### What you have to do:
Each record that follows is to be reproduced verbatim.

□ □ □ □

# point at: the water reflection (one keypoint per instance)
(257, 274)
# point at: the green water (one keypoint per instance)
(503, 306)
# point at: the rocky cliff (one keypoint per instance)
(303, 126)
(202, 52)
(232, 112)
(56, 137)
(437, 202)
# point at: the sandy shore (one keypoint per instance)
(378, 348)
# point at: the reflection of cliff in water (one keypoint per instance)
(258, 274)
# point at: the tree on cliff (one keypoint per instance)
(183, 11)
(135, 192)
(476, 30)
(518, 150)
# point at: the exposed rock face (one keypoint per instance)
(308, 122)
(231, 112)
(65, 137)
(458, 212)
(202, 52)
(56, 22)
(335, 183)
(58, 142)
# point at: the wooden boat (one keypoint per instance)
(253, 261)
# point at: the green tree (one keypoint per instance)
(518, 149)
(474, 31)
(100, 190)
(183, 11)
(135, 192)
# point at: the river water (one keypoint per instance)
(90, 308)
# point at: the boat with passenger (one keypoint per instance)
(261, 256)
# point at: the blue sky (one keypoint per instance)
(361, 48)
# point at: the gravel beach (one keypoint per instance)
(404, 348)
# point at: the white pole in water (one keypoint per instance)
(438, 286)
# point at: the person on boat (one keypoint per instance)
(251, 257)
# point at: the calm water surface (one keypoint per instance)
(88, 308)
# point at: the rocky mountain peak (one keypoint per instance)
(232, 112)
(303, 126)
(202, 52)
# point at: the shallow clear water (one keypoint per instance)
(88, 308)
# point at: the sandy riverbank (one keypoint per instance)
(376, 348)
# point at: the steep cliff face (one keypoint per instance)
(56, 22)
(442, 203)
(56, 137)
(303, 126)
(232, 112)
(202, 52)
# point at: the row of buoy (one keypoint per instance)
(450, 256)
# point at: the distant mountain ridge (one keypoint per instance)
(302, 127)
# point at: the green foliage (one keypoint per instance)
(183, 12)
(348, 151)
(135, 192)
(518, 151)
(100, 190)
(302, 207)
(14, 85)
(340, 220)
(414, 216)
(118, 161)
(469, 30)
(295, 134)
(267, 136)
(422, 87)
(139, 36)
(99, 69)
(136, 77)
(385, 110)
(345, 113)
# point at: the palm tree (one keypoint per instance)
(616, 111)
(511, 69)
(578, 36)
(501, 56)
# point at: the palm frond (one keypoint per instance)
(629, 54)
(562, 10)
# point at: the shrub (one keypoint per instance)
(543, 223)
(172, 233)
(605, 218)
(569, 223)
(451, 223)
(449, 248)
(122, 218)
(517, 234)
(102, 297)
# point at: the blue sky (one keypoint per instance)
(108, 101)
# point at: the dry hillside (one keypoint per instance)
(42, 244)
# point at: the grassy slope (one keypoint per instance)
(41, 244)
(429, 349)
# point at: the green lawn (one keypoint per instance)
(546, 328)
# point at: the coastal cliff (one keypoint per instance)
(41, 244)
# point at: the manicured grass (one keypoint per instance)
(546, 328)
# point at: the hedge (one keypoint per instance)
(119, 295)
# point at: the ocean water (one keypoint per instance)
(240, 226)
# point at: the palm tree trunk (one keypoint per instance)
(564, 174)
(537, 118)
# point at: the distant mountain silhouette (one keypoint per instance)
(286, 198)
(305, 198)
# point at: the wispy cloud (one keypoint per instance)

□ □ □ □

### Exercise solution:
# point at: the water reflection (one keypoint per instance)
(257, 274)
# point at: the green water (one keypoint per instance)
(503, 306)
# point at: the rocky cliff (one keypoint per instance)
(303, 126)
(202, 52)
(232, 112)
(56, 137)
(437, 202)
# point at: the sandy shore (one keypoint per instance)
(378, 348)
# point at: the reflection of cliff in water (one keypoint per instance)
(258, 274)
# point at: the tree on cliff (one keypoint per instance)
(183, 11)
(135, 192)
(476, 30)
(518, 150)
# point at: the exposed rock face (one keypoint per instance)
(308, 122)
(231, 112)
(65, 137)
(458, 212)
(202, 52)
(56, 22)
(335, 183)
(58, 142)
# point at: the wooden boat (one keypoint per instance)
(253, 261)
# point at: the green tree (one keypoint per instance)
(518, 149)
(474, 31)
(100, 190)
(183, 11)
(135, 192)
# point at: the river water (one keypoint per instance)
(90, 308)
# point at: the boat with passenger (one keypoint per instance)
(261, 256)
# point at: the blue sky (one keypoint per instance)
(361, 48)
# point at: the gravel beach (one keypoint per instance)
(404, 348)
# point at: the white pole in water (one keypoint per instance)
(438, 286)
# point at: the person on boat (one keypoint per instance)
(251, 257)
# point at: the calm water surface (one keypoint per instance)
(88, 308)
# point at: the rocky mountain peak (one keypoint per instance)
(232, 112)
(303, 126)
(202, 52)
# point at: the shallow clear water (one keypoint per instance)
(88, 308)
# point at: the sandy riverbank (one keypoint per instance)
(376, 348)
# point at: the steep cliff face (one keypoint per instance)
(56, 22)
(442, 203)
(56, 137)
(303, 126)
(232, 112)
(202, 52)
# point at: the row of buoy (one keypoint per instance)
(450, 256)
# point at: the distant mountain ridge (one keypoint per instance)
(302, 127)
# point at: the green foliage (one keypoint per instance)
(183, 12)
(348, 151)
(135, 192)
(518, 151)
(100, 190)
(302, 207)
(14, 85)
(340, 220)
(414, 216)
(118, 161)
(469, 30)
(295, 134)
(267, 136)
(422, 87)
(139, 36)
(99, 69)
(136, 77)
(385, 110)
(345, 113)
# point at: the palm tree (one keypoint per instance)
(616, 111)
(511, 69)
(578, 36)
(501, 56)
# point at: the palm frond (one keypoint per instance)
(629, 54)
(562, 10)
# point at: the shrub (one keypoint per instance)
(543, 223)
(172, 233)
(605, 218)
(569, 223)
(451, 223)
(449, 248)
(122, 218)
(517, 234)
(102, 297)
# point at: the blue sky (one keypoint per instance)
(108, 101)
# point at: the dry hillside (one keypoint per instance)
(42, 244)
# point at: the grassy slope (one keypoint per instance)
(41, 244)
(429, 349)
# point at: the green lawn (one keypoint per instance)
(546, 328)
# point at: the coastal cliff (one keypoint per instance)
(41, 244)
# point at: the manicured grass (one keypoint per instance)
(546, 328)
# point at: the hedge (one keypoint per instance)
(119, 295)
# point at: the ocean water (one keypoint per instance)
(240, 226)
# point at: the palm tree trunk (one keypoint per instance)
(564, 174)
(537, 118)
# point at: the distant mountain silhouette (one keypoint per instance)
(286, 198)
(305, 198)
# point at: the wispy cloud (one keypoint per instance)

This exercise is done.